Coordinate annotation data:
>>>

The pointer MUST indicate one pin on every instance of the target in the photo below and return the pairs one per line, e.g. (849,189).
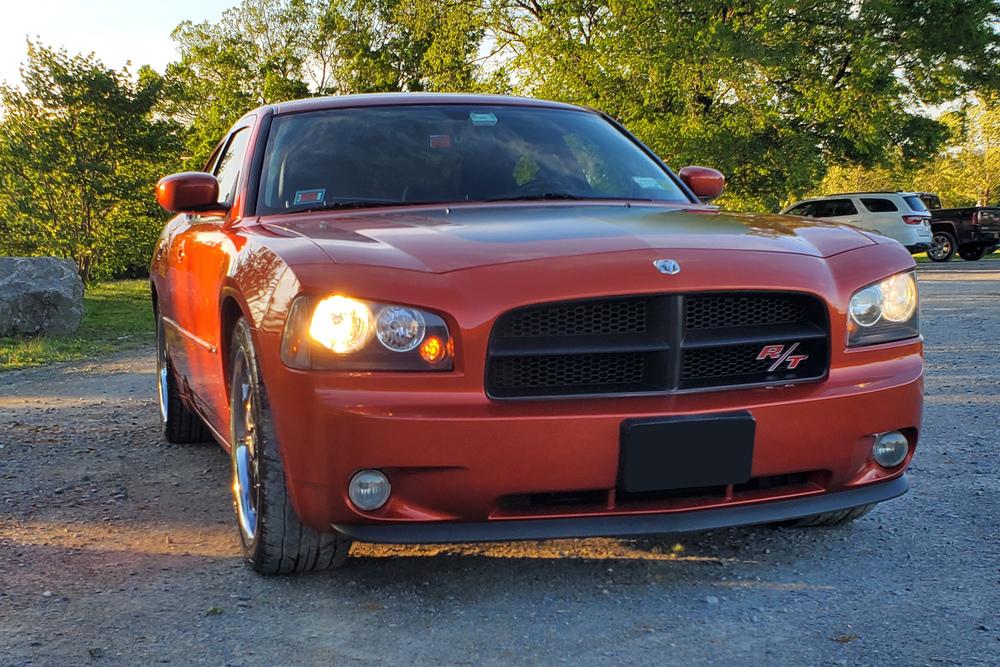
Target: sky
(115,30)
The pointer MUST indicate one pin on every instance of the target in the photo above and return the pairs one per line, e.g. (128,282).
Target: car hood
(441,239)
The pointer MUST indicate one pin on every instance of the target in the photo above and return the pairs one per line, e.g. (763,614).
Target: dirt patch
(117,548)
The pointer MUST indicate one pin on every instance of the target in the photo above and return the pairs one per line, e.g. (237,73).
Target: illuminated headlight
(884,312)
(341,333)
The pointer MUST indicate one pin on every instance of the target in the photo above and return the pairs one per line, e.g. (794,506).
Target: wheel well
(231,313)
(944,227)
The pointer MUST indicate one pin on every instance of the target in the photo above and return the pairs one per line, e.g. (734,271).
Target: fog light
(369,489)
(890,449)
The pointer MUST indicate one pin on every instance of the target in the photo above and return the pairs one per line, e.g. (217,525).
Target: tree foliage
(786,97)
(80,150)
(965,172)
(266,51)
(770,91)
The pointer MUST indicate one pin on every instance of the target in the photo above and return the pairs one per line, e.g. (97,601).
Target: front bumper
(635,524)
(455,460)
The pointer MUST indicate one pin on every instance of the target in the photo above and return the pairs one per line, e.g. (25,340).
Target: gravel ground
(116,548)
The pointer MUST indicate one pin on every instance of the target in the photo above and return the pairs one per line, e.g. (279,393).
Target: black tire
(179,424)
(837,518)
(971,253)
(943,245)
(273,538)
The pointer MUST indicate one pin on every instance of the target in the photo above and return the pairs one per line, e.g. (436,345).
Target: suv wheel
(942,247)
(178,423)
(972,253)
(273,538)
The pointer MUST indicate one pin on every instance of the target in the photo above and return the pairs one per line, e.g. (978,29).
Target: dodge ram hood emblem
(667,266)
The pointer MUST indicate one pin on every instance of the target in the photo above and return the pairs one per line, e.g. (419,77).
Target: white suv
(898,215)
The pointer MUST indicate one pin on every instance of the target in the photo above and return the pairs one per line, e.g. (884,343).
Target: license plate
(664,453)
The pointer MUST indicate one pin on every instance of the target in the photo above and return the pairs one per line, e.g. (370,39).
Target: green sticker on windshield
(647,183)
(482,118)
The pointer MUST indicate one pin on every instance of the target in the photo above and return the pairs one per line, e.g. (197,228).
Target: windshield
(373,156)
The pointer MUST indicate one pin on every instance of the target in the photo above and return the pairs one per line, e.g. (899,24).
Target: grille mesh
(619,316)
(714,362)
(570,370)
(717,312)
(654,343)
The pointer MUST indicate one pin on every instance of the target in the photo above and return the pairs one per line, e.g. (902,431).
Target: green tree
(770,91)
(80,152)
(267,51)
(967,172)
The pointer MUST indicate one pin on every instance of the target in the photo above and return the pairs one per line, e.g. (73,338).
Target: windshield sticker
(482,119)
(309,196)
(440,141)
(647,183)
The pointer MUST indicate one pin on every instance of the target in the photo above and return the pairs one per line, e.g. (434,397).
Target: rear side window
(228,171)
(832,208)
(878,205)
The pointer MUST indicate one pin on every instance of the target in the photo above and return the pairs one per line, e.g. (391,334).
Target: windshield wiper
(342,205)
(540,196)
(555,196)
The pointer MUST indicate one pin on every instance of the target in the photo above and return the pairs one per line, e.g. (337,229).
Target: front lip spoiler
(610,526)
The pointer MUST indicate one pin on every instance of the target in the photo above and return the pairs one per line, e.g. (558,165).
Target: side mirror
(705,183)
(190,192)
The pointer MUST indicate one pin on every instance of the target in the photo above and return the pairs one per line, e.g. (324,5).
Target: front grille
(569,370)
(578,319)
(720,362)
(657,343)
(741,310)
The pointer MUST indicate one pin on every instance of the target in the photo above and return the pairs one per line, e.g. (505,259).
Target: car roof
(839,195)
(399,99)
(871,192)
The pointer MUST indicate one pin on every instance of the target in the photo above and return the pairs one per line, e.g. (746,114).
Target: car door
(205,250)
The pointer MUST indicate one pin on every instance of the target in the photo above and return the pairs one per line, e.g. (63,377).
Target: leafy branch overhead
(778,94)
(79,150)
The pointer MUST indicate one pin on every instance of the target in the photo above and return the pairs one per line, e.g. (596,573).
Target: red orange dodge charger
(439,318)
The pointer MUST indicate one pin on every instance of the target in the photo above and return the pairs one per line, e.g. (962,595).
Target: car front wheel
(972,253)
(273,538)
(942,247)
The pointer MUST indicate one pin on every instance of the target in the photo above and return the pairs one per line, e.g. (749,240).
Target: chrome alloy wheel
(246,480)
(940,247)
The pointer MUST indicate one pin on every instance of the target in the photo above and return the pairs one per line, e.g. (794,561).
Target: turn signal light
(432,350)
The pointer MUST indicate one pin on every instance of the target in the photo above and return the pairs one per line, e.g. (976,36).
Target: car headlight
(341,333)
(884,312)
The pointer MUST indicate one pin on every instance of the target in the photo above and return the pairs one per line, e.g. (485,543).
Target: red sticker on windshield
(309,196)
(440,141)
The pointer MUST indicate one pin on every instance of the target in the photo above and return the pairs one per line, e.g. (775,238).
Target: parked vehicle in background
(973,231)
(931,200)
(902,216)
(448,318)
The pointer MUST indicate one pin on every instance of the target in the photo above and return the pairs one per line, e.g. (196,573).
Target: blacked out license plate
(665,453)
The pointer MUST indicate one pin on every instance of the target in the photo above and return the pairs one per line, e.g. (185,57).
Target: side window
(833,208)
(878,205)
(915,203)
(228,169)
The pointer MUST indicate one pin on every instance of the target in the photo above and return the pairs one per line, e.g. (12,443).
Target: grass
(117,316)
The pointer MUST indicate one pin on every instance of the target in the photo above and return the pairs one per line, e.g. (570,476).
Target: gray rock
(39,295)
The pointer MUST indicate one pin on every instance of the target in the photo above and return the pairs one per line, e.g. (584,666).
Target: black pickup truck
(973,231)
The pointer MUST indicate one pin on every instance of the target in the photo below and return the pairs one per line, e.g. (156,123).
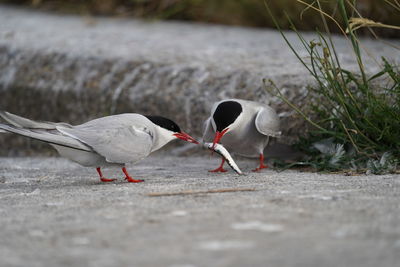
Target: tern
(243,127)
(108,141)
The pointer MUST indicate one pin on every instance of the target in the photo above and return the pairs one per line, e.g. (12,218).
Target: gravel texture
(56,213)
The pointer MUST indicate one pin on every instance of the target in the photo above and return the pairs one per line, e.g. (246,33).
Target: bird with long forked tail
(243,127)
(108,141)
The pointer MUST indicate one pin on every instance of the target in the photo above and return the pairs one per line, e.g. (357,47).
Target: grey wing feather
(51,137)
(267,122)
(27,123)
(117,143)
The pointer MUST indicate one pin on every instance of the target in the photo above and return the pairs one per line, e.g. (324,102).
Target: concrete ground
(56,213)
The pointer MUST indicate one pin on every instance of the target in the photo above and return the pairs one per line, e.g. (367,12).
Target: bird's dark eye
(226,113)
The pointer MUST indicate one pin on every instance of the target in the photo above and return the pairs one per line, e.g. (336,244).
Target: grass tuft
(355,115)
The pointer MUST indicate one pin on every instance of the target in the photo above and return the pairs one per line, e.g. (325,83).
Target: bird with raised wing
(108,141)
(243,127)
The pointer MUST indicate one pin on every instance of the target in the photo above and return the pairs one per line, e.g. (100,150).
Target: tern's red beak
(218,136)
(185,137)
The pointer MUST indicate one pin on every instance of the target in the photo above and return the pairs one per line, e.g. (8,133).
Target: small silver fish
(221,150)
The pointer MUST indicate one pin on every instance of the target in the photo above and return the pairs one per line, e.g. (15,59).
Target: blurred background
(238,12)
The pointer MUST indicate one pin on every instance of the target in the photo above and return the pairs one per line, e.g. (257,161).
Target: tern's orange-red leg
(262,165)
(129,178)
(220,168)
(101,176)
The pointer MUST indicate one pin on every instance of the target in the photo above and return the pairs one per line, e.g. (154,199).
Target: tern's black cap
(165,123)
(226,113)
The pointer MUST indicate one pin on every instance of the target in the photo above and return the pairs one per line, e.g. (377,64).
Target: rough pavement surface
(56,213)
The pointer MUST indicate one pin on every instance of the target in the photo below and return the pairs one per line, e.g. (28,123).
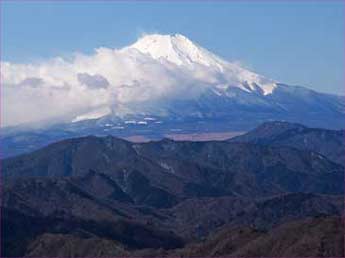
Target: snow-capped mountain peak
(177,49)
(181,51)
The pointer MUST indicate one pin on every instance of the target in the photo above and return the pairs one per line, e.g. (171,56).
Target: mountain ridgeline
(169,84)
(243,197)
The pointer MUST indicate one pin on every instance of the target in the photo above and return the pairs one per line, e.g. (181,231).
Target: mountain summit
(179,50)
(158,86)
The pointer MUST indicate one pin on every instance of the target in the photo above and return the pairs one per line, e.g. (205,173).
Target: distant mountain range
(246,196)
(158,86)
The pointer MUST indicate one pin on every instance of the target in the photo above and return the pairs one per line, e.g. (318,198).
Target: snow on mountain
(165,76)
(181,51)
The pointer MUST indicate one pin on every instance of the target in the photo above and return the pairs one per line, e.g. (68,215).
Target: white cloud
(114,79)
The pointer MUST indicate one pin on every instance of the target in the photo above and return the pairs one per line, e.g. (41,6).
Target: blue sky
(294,42)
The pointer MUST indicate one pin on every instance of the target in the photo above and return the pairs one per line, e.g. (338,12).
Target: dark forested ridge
(234,197)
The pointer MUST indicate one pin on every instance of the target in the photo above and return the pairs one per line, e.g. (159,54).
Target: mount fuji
(163,85)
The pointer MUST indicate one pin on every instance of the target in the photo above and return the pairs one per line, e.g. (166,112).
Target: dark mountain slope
(133,199)
(161,173)
(330,143)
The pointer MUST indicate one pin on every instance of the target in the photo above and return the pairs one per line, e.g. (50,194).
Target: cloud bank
(58,90)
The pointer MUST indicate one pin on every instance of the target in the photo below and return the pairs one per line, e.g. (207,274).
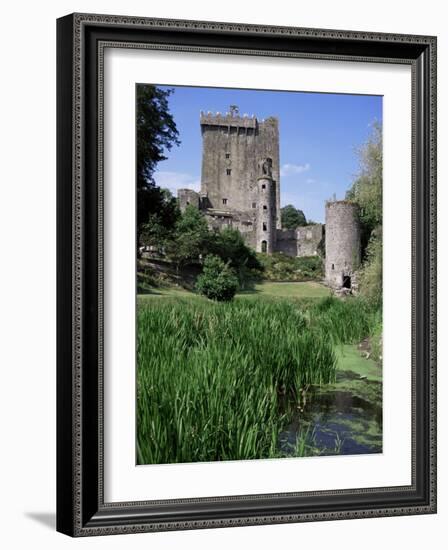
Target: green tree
(292,217)
(156,134)
(191,237)
(367,189)
(159,227)
(217,280)
(230,246)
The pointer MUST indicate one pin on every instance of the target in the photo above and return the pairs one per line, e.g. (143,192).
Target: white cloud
(177,180)
(289,169)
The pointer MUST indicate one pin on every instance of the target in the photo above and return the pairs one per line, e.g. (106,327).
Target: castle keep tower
(342,243)
(266,230)
(232,147)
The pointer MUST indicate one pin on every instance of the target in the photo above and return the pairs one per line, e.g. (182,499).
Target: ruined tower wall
(228,175)
(342,241)
(268,146)
(266,220)
(232,147)
(188,196)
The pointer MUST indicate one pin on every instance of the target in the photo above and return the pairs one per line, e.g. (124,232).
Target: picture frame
(81,506)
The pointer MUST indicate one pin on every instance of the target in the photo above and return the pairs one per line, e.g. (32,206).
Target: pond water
(341,418)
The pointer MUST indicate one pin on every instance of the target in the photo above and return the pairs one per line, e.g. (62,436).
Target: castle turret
(232,144)
(266,213)
(342,243)
(188,196)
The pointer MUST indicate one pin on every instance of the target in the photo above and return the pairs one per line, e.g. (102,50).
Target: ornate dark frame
(81,39)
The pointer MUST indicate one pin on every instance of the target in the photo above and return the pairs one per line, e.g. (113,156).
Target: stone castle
(240,188)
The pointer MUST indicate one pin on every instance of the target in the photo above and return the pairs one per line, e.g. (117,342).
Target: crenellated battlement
(228,119)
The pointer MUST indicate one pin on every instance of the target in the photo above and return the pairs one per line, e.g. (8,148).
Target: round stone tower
(266,214)
(342,243)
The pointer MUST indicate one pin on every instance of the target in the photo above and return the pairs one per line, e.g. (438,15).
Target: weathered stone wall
(232,147)
(309,239)
(186,197)
(266,218)
(286,242)
(342,242)
(303,241)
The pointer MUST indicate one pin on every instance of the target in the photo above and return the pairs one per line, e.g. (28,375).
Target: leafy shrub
(371,273)
(217,280)
(279,267)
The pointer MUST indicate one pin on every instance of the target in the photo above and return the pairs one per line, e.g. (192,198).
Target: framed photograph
(246,274)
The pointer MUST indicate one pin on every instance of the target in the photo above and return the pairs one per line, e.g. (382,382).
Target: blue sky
(319,134)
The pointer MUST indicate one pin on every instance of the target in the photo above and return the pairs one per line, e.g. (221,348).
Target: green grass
(211,376)
(263,290)
(350,359)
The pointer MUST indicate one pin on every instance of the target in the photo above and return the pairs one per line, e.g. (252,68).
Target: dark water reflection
(344,418)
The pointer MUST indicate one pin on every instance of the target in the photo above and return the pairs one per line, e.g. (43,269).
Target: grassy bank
(211,377)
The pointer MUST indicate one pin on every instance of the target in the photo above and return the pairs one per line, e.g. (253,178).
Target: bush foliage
(217,280)
(279,267)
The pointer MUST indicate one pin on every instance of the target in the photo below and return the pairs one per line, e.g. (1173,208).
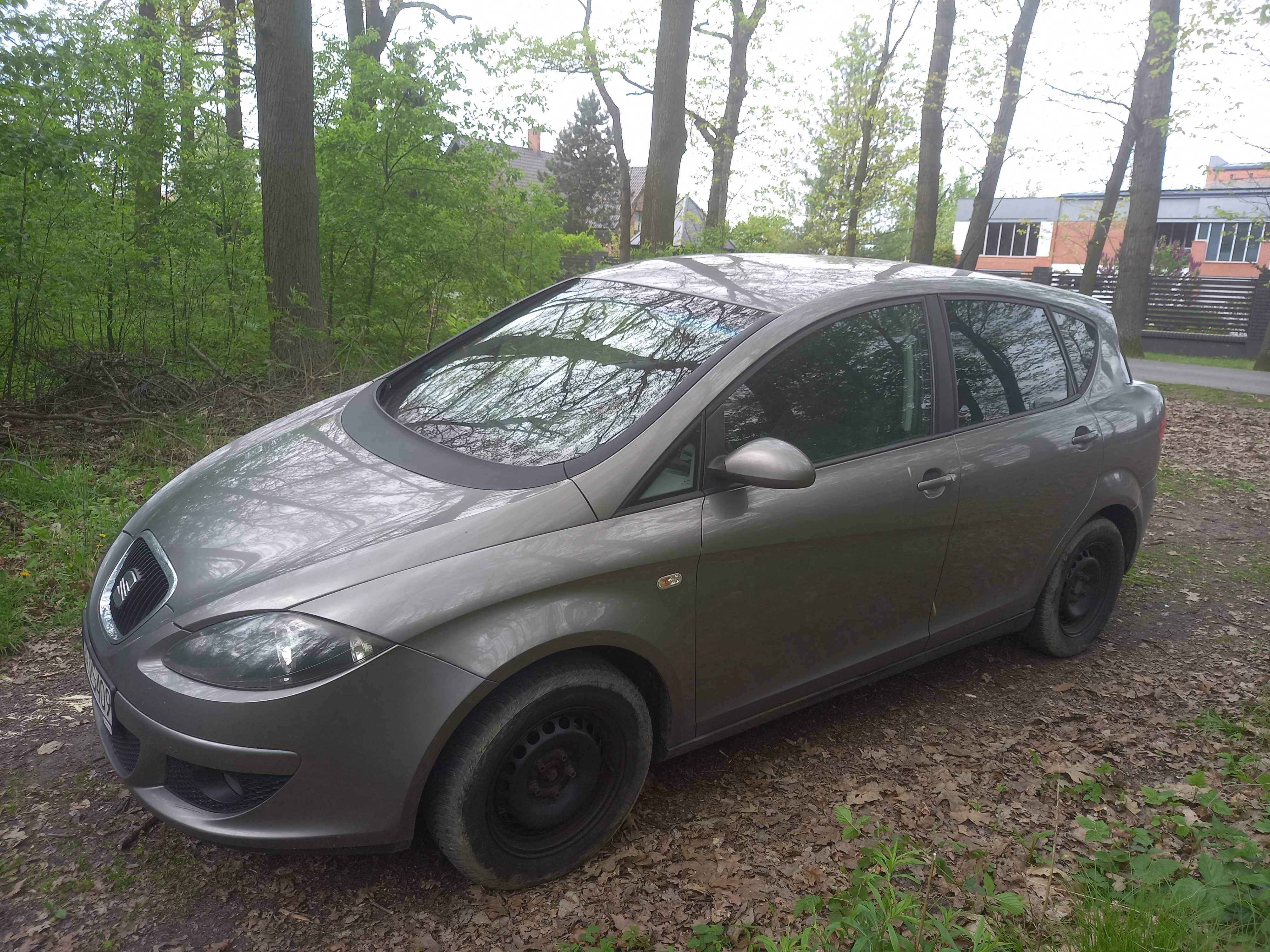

<<<

▶ WRITTEN PROBLEM
Reproduce the data above verbatim, starting with the line that contains "line, e.g. (253,178)." and continuing through the end of the data, both ends included. Leave the pictures out of your answer.

▶ RESULT FOR THIS EXERCISE
The pointer MUST indicate one pin on every instance of the target in the photo above and return the pairs one per line, e.g. (253,178).
Target: bush foliage
(217,280)
(279,267)
The pointer MUST indicate one pin on every instance of the target in the photo below and return the pairs one per line, e.g. (1173,208).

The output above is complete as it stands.